--- Begin Exercise material ---
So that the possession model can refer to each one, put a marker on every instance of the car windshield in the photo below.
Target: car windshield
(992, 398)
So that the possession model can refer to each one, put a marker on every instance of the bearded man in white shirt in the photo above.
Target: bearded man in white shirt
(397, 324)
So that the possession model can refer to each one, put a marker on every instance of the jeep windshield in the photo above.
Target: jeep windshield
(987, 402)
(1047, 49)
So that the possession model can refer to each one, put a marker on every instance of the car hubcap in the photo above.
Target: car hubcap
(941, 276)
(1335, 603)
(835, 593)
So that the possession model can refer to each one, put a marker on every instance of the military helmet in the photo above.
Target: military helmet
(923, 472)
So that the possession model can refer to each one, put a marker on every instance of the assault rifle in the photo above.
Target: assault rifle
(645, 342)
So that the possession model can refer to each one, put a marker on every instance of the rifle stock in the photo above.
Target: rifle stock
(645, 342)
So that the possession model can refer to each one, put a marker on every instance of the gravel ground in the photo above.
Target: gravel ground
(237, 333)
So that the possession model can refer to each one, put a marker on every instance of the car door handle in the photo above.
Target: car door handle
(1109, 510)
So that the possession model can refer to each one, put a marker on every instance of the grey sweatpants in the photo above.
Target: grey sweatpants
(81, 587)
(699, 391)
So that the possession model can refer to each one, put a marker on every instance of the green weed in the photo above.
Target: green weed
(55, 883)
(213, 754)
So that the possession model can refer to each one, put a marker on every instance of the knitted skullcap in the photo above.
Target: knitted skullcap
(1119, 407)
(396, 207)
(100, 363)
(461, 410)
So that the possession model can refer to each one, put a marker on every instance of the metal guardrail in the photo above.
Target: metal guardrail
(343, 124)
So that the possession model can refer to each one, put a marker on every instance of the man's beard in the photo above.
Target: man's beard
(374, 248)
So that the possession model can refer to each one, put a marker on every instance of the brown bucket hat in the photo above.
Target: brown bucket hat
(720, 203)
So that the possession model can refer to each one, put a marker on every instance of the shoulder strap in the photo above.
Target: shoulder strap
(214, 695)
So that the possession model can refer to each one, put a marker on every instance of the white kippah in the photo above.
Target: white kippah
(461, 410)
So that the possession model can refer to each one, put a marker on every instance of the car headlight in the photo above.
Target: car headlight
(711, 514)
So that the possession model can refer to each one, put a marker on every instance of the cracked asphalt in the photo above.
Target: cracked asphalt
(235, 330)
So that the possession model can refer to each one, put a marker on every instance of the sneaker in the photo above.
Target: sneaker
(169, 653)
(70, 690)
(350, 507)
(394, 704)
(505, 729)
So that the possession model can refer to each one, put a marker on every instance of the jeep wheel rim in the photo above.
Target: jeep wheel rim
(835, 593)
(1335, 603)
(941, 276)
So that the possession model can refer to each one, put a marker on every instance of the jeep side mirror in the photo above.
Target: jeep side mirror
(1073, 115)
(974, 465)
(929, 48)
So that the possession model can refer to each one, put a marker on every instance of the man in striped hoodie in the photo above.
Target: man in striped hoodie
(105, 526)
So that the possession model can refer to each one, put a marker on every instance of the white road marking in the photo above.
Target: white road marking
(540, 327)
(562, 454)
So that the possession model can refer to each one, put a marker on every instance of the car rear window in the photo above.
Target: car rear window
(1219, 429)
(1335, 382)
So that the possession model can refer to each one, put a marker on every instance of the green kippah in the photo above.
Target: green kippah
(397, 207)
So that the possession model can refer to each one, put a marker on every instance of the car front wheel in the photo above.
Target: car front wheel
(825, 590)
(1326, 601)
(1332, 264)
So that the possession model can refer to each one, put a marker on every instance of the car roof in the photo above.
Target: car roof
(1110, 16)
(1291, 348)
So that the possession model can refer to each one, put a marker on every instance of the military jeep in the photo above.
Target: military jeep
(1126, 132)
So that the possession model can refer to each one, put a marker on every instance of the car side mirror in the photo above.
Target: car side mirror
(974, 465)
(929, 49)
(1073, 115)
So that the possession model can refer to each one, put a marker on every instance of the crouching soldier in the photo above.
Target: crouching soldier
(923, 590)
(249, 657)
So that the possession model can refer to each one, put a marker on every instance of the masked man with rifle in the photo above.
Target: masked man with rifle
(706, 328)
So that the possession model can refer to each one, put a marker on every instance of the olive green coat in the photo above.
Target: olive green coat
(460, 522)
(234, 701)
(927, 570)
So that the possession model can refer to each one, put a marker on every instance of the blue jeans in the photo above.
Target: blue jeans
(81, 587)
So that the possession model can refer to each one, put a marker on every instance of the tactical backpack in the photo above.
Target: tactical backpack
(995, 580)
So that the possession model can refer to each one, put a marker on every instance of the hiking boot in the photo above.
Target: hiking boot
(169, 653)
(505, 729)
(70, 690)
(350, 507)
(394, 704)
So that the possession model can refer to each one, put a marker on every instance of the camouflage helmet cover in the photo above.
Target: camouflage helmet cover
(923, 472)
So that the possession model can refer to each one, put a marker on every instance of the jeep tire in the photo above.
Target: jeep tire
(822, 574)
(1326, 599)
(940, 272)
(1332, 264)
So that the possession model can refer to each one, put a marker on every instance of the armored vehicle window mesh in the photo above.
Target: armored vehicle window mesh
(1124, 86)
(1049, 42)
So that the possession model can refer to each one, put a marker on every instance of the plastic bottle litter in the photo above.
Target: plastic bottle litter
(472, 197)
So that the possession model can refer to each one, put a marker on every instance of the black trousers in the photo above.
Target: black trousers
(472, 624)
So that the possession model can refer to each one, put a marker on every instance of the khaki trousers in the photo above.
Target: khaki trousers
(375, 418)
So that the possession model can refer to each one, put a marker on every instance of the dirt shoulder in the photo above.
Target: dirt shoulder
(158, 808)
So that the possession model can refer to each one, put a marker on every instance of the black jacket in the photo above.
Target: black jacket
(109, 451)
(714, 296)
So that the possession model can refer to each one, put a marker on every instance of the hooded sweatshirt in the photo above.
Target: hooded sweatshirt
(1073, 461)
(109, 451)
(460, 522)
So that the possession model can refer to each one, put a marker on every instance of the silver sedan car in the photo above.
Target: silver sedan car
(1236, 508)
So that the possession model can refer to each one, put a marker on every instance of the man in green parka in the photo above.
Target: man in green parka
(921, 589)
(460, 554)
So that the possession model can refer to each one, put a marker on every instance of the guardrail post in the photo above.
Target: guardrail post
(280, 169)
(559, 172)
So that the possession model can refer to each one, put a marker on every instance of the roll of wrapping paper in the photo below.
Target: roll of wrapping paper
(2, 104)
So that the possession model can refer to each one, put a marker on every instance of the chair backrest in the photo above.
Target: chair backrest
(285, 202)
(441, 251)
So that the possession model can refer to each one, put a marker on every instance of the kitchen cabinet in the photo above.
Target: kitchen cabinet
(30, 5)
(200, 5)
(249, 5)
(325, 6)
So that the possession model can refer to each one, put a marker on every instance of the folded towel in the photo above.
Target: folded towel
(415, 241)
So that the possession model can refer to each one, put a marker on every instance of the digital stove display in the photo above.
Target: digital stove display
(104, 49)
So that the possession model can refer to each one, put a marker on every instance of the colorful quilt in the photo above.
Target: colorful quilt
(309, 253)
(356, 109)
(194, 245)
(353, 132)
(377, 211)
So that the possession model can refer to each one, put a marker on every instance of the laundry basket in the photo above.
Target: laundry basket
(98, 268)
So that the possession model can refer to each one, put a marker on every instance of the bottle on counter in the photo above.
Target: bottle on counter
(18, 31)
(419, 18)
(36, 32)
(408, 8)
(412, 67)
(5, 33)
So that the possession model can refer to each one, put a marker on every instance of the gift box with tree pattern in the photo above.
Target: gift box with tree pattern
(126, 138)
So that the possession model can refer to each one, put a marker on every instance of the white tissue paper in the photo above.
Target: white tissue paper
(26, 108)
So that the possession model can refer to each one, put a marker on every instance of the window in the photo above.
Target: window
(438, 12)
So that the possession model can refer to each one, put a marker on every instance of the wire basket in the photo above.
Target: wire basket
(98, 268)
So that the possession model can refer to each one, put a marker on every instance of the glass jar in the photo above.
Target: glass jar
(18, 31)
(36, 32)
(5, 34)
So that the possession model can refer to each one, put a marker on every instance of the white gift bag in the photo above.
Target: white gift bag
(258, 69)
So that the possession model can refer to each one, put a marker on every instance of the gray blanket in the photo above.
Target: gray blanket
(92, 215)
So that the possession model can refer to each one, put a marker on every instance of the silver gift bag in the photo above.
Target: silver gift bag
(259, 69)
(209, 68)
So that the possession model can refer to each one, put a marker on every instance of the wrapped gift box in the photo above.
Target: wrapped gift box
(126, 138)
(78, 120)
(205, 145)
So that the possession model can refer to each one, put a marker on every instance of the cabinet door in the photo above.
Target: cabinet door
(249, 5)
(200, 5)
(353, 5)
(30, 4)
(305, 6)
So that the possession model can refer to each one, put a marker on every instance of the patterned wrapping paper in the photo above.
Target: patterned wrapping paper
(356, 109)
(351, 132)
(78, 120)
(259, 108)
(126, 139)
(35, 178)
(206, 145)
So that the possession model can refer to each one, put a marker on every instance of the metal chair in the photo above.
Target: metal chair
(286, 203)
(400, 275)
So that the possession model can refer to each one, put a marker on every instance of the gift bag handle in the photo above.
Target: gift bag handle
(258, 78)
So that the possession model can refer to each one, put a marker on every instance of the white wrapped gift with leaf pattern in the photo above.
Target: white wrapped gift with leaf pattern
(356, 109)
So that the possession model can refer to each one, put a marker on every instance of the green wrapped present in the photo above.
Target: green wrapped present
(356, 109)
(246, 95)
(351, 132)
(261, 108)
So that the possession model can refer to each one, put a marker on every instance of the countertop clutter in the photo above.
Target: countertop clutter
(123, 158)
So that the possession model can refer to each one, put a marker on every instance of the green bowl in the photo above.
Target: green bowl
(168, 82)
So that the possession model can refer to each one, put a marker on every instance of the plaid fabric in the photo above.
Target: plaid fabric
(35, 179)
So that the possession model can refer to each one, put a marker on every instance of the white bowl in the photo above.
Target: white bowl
--- End Exercise material ---
* Direction *
Update everything from the line containing "white bowl in the photo above." down to the end of the lines by replacing "white bowl" with "ceramic bowl", keeping all else unchanged.

* Correct result *
So that the possession model can refer to each one, put a marker on every instance of the ceramic bowl in the photo above.
Target: ceramic bowl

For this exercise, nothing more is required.